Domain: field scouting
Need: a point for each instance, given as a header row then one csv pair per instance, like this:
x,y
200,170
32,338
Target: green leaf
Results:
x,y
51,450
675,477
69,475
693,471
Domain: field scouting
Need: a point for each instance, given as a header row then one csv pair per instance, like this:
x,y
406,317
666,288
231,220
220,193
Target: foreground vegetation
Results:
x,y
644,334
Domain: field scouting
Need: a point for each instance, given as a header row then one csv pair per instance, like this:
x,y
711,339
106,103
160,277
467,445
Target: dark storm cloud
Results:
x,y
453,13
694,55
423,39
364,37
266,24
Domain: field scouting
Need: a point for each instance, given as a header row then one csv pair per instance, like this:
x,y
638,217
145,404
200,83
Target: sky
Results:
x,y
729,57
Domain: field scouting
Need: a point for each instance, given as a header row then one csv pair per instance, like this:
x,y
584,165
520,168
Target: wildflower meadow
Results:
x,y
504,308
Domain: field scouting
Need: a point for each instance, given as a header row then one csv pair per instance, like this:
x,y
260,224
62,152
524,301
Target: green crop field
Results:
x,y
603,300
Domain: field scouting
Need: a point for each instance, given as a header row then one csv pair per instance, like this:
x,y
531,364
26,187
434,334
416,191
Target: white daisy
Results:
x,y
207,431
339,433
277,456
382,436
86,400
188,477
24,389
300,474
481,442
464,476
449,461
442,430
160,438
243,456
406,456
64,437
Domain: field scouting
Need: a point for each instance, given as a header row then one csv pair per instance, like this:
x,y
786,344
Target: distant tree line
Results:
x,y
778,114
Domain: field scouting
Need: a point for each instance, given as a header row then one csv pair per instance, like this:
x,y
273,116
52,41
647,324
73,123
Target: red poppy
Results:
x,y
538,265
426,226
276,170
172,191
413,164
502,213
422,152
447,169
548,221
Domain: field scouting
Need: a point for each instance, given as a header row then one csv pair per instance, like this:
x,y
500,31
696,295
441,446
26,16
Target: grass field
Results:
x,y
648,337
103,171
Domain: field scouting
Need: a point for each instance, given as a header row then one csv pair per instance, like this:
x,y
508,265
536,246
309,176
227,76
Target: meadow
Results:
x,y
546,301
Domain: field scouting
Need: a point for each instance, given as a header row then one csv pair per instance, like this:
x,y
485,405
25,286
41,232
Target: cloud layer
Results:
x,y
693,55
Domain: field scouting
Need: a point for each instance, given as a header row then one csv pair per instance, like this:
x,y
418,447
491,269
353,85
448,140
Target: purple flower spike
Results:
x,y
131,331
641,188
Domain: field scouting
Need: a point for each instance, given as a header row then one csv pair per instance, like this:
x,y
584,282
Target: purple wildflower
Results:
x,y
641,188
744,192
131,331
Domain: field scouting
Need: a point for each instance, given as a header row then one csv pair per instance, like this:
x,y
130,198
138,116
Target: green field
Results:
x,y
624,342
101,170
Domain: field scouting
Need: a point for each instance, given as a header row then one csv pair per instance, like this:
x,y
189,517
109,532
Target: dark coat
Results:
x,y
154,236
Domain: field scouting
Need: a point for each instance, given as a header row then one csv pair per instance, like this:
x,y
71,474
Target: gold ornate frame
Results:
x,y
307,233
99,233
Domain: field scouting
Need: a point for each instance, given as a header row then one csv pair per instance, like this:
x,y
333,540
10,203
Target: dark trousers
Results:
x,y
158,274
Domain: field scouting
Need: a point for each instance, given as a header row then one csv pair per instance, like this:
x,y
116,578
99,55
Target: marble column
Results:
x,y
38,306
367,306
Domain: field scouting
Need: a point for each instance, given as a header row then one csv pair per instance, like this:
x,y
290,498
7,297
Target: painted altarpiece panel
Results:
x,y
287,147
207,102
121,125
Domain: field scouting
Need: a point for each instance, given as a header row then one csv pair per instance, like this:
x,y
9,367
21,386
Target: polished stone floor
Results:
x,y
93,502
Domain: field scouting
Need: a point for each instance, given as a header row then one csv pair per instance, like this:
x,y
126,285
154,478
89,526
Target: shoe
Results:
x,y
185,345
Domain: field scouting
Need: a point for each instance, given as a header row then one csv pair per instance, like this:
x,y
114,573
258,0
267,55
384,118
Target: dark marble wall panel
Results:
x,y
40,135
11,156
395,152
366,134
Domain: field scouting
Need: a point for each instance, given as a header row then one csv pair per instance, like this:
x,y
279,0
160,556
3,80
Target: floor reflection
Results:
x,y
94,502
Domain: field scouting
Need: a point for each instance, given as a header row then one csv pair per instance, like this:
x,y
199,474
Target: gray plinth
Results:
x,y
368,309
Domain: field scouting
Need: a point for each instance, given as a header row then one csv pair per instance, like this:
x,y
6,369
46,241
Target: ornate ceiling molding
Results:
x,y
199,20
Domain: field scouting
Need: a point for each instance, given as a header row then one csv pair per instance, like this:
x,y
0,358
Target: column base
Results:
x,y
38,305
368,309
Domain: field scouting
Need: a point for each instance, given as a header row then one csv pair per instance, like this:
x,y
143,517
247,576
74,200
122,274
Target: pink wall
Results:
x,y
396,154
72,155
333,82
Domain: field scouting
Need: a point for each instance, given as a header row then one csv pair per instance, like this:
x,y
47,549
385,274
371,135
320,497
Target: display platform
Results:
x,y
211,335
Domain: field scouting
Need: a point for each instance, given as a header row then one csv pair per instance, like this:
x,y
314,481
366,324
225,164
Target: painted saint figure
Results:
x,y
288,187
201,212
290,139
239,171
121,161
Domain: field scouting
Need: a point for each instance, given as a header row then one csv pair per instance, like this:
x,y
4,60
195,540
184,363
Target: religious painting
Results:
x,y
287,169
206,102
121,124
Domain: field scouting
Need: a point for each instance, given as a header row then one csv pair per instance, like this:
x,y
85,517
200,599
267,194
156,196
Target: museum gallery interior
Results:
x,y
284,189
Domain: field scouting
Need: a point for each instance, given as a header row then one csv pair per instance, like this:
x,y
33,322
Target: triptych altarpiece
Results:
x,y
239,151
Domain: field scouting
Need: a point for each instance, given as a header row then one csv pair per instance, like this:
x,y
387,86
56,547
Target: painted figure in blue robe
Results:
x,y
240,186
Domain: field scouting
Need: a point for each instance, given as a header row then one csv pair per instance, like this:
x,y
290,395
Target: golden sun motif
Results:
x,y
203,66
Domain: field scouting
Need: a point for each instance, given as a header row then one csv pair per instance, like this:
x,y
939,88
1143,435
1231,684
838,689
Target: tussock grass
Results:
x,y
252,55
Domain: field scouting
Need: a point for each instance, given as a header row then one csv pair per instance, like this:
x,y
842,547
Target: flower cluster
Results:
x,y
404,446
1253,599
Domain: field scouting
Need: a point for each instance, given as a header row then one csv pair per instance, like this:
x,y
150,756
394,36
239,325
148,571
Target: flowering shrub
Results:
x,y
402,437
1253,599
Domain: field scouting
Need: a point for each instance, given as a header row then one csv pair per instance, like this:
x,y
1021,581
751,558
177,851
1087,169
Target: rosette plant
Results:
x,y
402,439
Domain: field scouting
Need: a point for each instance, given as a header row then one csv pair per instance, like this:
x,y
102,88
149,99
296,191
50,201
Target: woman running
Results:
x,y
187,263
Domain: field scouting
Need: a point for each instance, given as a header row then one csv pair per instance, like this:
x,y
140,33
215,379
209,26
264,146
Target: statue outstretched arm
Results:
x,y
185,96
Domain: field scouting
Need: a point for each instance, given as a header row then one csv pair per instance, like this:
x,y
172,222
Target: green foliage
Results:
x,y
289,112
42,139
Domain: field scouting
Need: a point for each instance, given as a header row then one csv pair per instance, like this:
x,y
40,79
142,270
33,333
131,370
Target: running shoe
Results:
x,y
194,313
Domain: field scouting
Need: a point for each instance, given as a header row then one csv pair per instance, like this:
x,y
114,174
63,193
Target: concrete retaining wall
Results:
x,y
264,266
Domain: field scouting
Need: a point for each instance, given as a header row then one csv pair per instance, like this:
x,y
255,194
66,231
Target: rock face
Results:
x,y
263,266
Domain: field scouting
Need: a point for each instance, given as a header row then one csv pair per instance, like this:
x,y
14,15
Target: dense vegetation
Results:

____

▶ **Given request**:
Show each line of the data above that contains the word "dark". Case counts.

▶ **The response**:
Target: dark storm cloud
Target: dark coat
Target: dark trousers
Target: dark marble wall panel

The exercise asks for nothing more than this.